#### Provided text
Breaking links and fixing supercoils involves reconnection, but it is more complicated than simply splitting the molecule and gluing it back together. The orientation of the molecule is important, as is rematching the split pieces to preserve genetic information carried by DNA.

The Writhe Stuff

Vazquez and her colleagues performed Monte Carlo simulations to verify their mathematical model and understand how cells execute DNA detangling. These methods tested the number of recombination steps required to unlink chains, based on the assumption that each step should either reduce or maintain the topological complexity. In other words, each alteration in the DNA tangle should remove links or twists, resulting in two unknots.

One measure of the tangle’s complexity is its “projected writhe,” which accounts for both the number of crossings and their chirality or “handedness.” To calculate handedness, picture the system projected onto a surface, with arrows defining each molecule’s orientation. Consider each link separately as a letter $$\textrm{X}$$, with one leg crossing over the other. If the left-to-right leg crosses over the right-to-left leg, assign a $$+1$$ to the link; otherwise, assign a $$-1$$. The projected writhe is the sum over all of these crossings.

Figure 2. Stepwise model of DNA unlinking. Figure courtesy of [1].

Imagine two interlocking right-handed strands with a total of six crossings, like a Star of David (see Figure 2). In knot theory language, this is a $$6^2_1$$ link, where $$6$$ represents the number of crossings, $$2$$ is the number of strands, and $$1$$ indicates that this is the simplest combination (see Figure 3). This link’s writhe is $$+6$$. There are two ways to cut and re-glue the link to simplify it, both of which reduce the writhe. However, only one also reduces the number of crossings.

Vazquez and her collaborators proved that the shortest number of steps to unlink two tangled strands of a particular class of links equals the number of crossings; thus, the six-crossing link requires six steps to unlink. To treat the problem computationally, they depicted molecules as linear segments joined at 90- or 180-degree angles, like edges on a three-dimensional lattice. This allowed the program to manipulate the molecules in a straightforward way, performing stepwise cuts and connections and computing important knot properties like the writhe straightforwardly. The Monte Carlo simulation tested all possible recombinations from a given starting point that resulted in two unknots, and found that this was true: the simplest route is also the most probable.

Figure 3. All of the possible steps to unlink a link of type 621 (upper left corner), assuming that each step simplifies the link or knot. The numbers represent the probability of the corresponding steps, based on Monte Carlo simulations; this demonstrates that the shortest possible path (from the top left to bottom right) is also the most likely. Figure courtesy of [2].

In a living cell, various enzymes—proteins that perform specific tasks—help duplicate DNA, cut links, and combine strands. Failure of these enzymes can trigger cell death. Vazquez suggested that actively suppressing the action of these enzymes could be useful for antibiotics or anticancer drugs, not least since plasmids in bacteria transfer antibiotic resistance between cells.

Beyond biology, the topological approach may provide a nice demonstration of reconnection’s occurrence in other systems. Many processes follow a path of energy minimization to attain maximum efficiency, and the knot theory method demonstrates this preferences’s ability to reduce the complexity of tangled strands.

Vazquez’s presentation is available from SIAM either as slides with synchronized audio or a PDF of slides only.

Vazquez dedicated her talk to mathematician and Fields Medalist Maryam Mirzakhani (1977-2017) in honor of Mirzakhani’s love for the beauty of mathematics.

References
[1] Shimokawa, K., Ishihara, K., Grainge, I., Sherratt, D.J., & Vazquez, M. (2013). FtsK-dependent XerCD-dif recombination unlinks replication catenanes in a stepwise manner. PNAS, 110(52), 20906-11.
[2] Stolz, R., Yoshida, M., Brasher, R., Flanner, M., Ishihara, K., Sherratt, D.J.,  …, Vazquez, M. (2017). Pathways of DNA unlinking: A story of stepwise simplification. Sci. Rep., 7, 12420.

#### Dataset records
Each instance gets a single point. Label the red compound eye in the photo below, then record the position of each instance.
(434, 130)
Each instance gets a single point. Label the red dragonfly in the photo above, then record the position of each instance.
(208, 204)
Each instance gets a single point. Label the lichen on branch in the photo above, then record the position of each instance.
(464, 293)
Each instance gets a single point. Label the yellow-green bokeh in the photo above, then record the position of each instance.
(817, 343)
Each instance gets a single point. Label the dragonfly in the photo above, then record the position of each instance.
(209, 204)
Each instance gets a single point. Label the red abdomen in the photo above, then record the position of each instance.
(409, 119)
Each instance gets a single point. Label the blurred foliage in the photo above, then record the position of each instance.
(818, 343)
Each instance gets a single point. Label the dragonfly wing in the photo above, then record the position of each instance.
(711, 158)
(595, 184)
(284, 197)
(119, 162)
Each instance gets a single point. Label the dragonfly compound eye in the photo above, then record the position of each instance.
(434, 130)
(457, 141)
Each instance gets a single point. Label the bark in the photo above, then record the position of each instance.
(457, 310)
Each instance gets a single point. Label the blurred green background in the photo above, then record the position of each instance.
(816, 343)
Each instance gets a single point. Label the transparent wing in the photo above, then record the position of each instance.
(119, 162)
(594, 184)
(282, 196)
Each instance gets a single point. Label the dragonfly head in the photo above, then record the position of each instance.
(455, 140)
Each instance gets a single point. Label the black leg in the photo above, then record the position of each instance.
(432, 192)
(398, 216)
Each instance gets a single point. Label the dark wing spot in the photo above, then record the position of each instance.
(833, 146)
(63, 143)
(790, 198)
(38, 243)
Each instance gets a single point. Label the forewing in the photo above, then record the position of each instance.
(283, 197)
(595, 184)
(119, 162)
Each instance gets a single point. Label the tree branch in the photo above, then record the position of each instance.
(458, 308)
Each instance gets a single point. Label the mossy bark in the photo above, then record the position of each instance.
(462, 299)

#### Required tasks
a. In the DNA unlinking text above, why did the researchers represent molecules as linear segments joined at 90- or 180-degree angles? Answer in one to three sentences.
b. Please list every author of reference [1] in the DNA unlinking text.

#### Answers to this exercise
a. Representing molecules as segments on a three-dimensional lattice let the program manipulate them in a straightforward way. It could perform stepwise cuts and connections and readily compute key knot properties such as the writhe.

b.
- Shimokawa, K.
- Ishihara, K.
- Grainge, I.
- Sherratt, D.J.
- Vazquez, M.